아래 항목에서 다음 문자열이 들어 있는 줄을 모두 찾아 그대로 옮겨 적으세요: "grass". 대소문자를 구분합니다.
..............................
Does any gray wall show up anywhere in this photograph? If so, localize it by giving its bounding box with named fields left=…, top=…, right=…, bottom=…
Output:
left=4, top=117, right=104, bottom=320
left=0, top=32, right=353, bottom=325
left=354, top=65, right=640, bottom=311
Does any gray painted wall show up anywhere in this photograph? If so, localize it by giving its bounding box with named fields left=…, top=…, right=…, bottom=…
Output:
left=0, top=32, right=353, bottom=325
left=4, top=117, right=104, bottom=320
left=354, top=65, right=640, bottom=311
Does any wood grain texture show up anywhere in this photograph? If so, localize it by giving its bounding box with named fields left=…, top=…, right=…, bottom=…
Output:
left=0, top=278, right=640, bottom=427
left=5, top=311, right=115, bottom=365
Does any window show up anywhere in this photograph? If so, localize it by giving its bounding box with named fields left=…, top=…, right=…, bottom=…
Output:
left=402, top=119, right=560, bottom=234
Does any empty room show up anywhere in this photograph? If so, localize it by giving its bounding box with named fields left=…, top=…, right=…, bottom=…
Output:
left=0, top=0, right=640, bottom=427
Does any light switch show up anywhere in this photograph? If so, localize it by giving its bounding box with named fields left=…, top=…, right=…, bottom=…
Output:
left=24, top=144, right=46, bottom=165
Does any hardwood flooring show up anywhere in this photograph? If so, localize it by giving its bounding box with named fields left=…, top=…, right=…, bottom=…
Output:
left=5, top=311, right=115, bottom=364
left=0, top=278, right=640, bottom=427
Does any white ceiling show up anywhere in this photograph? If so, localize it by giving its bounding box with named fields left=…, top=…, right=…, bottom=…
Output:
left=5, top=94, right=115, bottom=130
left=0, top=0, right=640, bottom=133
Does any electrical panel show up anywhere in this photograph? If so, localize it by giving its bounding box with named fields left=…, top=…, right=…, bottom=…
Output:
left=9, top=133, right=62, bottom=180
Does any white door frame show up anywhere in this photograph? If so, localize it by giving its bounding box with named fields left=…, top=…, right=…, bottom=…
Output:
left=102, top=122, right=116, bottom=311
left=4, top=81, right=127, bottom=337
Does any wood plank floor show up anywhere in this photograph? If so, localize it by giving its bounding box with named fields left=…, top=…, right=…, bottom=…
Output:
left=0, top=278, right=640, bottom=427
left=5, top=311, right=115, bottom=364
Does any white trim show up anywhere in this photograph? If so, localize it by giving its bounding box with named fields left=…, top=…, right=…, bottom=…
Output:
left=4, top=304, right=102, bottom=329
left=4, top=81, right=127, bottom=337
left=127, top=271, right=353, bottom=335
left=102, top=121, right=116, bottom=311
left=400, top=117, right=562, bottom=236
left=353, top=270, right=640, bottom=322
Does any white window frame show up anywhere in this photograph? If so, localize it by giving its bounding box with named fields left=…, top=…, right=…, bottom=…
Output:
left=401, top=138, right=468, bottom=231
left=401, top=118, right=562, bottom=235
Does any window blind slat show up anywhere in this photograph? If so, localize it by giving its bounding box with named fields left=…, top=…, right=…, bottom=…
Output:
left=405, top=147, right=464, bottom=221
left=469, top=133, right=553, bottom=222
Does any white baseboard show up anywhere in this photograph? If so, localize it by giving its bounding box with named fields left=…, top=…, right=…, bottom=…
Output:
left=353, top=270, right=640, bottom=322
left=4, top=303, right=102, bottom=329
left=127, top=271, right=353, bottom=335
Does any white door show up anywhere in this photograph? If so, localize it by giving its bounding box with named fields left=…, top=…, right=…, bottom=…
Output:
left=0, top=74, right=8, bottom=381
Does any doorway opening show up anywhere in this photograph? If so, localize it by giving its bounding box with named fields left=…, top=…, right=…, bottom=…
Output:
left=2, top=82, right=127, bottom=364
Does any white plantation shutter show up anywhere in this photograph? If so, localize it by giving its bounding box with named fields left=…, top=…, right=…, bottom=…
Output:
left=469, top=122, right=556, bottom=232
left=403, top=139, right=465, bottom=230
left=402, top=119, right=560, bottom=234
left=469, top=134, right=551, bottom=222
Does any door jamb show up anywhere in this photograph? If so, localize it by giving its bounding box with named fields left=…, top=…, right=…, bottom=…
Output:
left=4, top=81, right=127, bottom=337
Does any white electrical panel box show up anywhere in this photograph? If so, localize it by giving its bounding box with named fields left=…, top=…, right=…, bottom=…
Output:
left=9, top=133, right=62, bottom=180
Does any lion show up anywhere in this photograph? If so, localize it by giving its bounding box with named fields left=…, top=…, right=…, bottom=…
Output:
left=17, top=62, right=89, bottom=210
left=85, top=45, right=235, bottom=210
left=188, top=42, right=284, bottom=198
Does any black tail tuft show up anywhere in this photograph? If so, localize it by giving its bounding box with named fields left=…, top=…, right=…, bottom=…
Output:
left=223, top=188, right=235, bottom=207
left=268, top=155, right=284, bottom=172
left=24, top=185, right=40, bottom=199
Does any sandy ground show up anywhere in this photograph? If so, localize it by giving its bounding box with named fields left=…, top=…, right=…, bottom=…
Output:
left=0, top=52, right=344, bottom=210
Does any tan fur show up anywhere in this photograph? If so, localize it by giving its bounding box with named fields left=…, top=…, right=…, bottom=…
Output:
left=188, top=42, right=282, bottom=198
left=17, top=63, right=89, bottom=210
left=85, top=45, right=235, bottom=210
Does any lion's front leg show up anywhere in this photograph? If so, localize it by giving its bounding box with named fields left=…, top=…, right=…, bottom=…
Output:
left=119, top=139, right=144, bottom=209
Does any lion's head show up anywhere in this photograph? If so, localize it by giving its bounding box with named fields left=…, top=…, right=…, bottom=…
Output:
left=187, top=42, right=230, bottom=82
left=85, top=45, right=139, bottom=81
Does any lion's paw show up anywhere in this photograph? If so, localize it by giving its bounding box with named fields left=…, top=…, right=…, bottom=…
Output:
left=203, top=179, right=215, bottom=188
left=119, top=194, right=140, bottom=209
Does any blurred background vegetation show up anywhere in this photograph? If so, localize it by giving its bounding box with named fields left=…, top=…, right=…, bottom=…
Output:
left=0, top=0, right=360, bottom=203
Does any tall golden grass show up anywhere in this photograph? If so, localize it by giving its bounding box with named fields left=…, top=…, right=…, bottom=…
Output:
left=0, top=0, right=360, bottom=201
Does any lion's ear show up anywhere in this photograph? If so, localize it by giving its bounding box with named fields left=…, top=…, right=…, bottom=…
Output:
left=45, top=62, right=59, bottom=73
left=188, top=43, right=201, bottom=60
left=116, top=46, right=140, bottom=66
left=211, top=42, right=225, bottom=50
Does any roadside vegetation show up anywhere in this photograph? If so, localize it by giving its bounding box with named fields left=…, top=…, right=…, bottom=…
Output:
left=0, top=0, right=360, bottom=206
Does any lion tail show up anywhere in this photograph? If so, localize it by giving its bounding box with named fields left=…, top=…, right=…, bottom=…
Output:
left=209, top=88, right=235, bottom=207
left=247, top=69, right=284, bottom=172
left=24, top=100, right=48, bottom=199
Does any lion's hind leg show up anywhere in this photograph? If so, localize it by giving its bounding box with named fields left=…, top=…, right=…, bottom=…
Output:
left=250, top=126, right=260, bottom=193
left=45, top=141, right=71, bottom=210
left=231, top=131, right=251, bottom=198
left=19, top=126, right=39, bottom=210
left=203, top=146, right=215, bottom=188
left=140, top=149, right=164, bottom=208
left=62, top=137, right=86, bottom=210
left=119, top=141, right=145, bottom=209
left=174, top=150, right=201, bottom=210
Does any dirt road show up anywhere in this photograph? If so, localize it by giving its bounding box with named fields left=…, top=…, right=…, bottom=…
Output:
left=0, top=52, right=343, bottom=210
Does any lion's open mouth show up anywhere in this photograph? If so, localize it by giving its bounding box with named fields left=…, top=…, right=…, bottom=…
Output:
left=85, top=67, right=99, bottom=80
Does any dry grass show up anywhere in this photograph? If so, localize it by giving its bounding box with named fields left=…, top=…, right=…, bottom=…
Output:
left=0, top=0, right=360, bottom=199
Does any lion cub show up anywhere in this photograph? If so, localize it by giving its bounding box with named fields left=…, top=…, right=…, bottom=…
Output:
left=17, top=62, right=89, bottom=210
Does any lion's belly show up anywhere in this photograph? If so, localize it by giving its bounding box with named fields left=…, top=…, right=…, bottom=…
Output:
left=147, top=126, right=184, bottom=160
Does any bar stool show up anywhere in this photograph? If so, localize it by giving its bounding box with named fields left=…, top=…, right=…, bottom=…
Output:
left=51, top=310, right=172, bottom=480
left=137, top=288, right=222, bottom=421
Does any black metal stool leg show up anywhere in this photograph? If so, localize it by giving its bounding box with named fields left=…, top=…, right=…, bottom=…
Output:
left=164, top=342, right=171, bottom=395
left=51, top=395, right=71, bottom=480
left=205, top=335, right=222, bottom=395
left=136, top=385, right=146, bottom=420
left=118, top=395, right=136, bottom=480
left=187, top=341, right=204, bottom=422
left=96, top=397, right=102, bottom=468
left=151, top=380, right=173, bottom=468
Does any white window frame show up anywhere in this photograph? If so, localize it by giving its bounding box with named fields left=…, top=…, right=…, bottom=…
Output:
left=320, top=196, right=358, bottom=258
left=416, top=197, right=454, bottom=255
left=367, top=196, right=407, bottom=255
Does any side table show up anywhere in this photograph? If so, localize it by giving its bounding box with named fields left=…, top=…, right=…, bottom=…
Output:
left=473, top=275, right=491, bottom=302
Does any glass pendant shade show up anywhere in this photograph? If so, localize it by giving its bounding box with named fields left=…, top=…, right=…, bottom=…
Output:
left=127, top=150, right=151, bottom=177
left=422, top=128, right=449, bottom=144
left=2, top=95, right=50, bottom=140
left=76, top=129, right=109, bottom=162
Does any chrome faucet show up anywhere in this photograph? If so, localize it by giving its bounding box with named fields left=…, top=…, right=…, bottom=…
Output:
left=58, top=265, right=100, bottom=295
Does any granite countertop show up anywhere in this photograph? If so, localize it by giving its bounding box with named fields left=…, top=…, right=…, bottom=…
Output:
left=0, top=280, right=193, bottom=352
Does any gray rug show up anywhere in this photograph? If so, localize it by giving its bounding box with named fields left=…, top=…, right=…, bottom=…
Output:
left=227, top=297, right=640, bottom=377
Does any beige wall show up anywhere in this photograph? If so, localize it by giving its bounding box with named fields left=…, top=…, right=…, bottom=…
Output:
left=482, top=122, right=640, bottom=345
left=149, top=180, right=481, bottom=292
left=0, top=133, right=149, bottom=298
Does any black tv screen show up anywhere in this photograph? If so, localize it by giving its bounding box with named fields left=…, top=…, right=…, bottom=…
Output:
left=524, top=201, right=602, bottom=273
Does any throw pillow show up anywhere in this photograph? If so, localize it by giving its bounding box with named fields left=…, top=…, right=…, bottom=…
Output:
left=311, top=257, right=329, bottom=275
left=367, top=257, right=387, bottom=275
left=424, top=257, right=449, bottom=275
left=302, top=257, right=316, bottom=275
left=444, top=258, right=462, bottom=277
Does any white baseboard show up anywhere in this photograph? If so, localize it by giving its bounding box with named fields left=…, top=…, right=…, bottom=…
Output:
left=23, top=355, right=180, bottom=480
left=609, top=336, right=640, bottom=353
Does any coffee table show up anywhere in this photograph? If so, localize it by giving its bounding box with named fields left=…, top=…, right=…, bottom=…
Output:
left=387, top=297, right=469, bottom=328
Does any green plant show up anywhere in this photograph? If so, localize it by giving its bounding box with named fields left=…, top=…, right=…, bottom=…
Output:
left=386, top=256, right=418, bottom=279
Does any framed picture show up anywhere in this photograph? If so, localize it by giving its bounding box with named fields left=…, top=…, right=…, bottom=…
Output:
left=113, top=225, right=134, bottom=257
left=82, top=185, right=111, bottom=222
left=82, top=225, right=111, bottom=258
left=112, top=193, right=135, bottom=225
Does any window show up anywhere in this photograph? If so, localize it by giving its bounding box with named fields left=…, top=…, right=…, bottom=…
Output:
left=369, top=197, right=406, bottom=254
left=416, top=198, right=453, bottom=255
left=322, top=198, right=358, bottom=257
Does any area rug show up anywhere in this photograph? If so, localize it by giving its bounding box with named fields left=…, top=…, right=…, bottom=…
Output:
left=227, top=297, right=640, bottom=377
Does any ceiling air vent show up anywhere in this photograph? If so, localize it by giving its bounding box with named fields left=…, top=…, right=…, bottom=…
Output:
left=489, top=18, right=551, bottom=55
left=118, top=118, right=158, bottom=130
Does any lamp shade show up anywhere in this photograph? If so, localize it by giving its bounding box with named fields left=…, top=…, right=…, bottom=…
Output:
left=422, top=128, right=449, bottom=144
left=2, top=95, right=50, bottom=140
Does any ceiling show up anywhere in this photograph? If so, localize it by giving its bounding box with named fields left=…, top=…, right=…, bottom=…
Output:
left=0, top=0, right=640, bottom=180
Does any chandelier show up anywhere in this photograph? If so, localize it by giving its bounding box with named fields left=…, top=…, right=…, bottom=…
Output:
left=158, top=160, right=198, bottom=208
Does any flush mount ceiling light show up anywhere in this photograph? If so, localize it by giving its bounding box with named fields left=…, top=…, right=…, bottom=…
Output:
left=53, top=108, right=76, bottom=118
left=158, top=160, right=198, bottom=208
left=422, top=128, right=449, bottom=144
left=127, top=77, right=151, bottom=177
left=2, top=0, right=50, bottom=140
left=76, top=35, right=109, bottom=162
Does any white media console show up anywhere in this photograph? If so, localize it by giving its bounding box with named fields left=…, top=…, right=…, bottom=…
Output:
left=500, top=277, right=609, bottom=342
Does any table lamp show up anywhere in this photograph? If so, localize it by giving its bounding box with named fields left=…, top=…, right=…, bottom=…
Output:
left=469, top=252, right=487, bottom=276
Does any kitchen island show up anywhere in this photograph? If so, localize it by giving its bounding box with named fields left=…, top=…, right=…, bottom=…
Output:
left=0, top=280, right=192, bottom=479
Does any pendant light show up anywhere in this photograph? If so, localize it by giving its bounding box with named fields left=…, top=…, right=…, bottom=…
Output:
..............................
▸ **문제 풀이**
Does any tall golden grass show up anywhere in this photograph? If so, localize it by giving its bounding box with named fields left=…, top=…, right=…, bottom=…
Does any dry grass show up anywhere in this photograph? If so, localize it by giving its bounding box with named fields left=…, top=…, right=…, bottom=…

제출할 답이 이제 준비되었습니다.